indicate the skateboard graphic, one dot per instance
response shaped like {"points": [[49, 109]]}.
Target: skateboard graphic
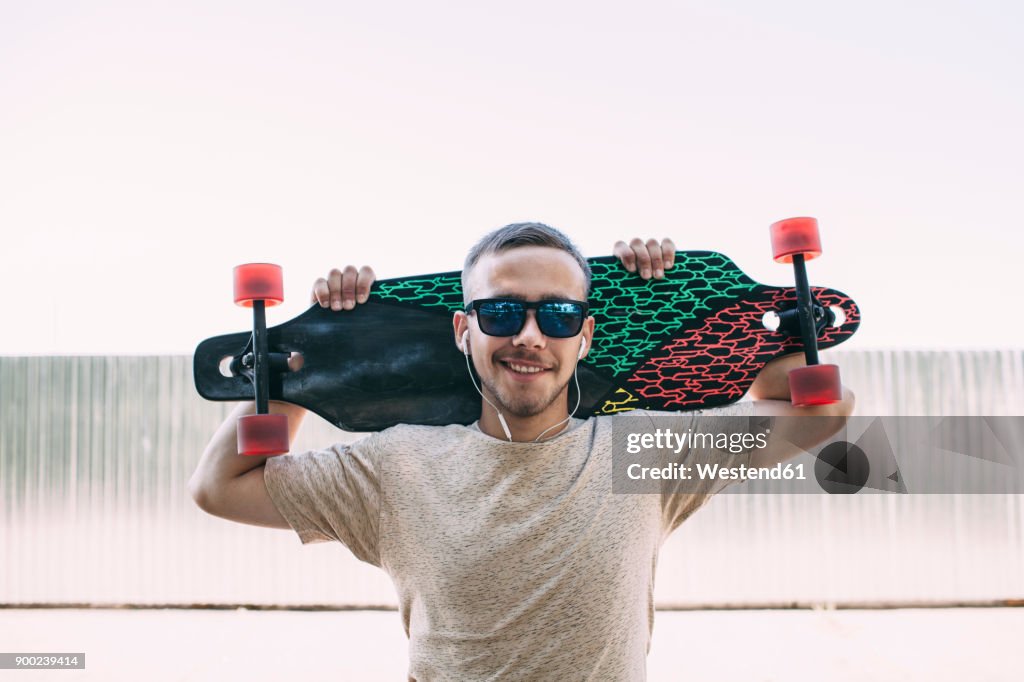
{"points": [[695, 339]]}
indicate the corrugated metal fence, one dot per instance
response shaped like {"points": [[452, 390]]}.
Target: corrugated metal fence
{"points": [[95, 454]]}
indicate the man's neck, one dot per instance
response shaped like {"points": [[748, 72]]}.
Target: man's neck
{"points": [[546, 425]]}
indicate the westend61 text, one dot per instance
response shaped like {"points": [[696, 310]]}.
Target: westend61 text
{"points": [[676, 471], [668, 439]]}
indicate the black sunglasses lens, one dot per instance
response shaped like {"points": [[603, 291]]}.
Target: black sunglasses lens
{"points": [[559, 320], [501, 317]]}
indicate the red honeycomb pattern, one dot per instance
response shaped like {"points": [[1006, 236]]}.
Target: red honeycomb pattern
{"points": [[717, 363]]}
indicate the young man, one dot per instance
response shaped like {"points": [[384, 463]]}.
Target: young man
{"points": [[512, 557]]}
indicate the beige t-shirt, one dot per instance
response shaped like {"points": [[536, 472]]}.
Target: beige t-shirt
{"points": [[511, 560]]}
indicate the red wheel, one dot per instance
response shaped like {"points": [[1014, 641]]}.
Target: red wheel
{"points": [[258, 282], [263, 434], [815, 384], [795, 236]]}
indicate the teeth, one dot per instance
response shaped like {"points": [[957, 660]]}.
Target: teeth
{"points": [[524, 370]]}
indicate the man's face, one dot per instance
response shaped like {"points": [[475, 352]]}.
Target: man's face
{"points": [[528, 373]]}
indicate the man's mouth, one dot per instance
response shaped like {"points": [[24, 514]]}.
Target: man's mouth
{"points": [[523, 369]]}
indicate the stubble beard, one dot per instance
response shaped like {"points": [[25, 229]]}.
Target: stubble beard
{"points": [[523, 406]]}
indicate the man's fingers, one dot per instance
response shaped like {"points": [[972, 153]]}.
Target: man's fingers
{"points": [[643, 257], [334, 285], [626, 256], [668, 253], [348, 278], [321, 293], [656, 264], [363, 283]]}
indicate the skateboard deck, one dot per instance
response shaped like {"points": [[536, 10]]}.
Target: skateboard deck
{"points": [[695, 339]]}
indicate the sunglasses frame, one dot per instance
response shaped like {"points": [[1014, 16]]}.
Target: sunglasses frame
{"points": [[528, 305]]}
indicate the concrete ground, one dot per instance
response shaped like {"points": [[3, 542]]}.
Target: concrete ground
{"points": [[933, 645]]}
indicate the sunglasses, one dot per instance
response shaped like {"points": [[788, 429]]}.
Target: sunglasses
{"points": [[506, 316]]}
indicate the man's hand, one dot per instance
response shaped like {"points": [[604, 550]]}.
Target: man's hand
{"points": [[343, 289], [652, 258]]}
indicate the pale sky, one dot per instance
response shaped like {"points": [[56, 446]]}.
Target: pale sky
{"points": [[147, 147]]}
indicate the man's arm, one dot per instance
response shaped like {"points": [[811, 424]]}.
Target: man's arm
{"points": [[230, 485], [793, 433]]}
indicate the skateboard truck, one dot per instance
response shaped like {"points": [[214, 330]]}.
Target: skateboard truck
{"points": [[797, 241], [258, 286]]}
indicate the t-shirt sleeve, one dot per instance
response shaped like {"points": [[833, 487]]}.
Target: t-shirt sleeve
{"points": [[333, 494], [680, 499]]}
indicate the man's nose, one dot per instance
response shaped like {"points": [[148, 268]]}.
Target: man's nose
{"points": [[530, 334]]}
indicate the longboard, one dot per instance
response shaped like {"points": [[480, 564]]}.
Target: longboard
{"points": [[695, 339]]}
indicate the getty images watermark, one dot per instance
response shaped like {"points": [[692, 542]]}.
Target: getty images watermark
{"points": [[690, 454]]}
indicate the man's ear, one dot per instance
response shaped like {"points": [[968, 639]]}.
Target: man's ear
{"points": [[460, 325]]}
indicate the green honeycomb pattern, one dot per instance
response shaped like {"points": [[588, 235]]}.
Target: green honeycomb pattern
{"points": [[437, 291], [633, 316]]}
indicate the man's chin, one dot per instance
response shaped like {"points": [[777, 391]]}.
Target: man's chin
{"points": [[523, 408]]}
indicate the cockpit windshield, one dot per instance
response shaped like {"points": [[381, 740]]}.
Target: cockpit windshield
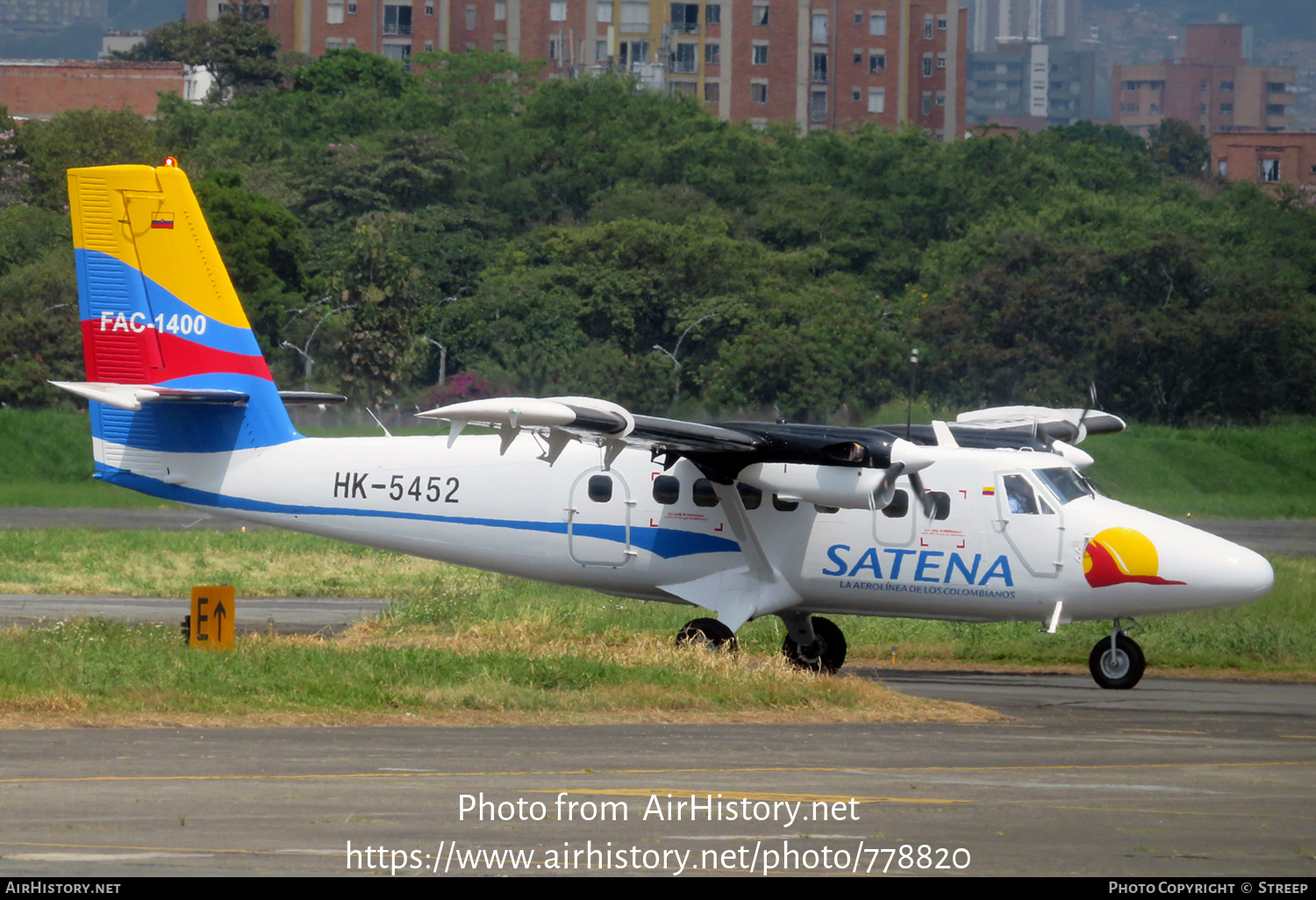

########################################

Problem requirements:
Exclude the pictures and write out exactly the lines from the one holding "indicate the longboard, one dot per instance" through the end of the entries, inclusive, and only those.

Solution to this exercise:
indicate the longboard, one dot per instance
response shaped like {"points": [[480, 564]]}.
Target: longboard
{"points": [[695, 339]]}
indicate the getty images watermark, one dot per instance
response shaped like {"points": [[692, 542]]}.
Target: getty images watermark
{"points": [[690, 454]]}
indicate the man's ear, one dot per instance
response shaped like {"points": [[968, 639]]}.
Target: man's ear
{"points": [[460, 325]]}
indicate the green honeycomb pattern, one dot per instance
response shaped like {"points": [[588, 235]]}.
Target: green honeycomb pattern
{"points": [[437, 291], [633, 316]]}
indicate the man's chin, one dot per instance
response shaped like {"points": [[777, 391]]}.
Target: man's chin
{"points": [[523, 408]]}
indicate the cockpit windshield, one dot per instance
response shaped like {"points": [[381, 740]]}.
Target: cockpit windshield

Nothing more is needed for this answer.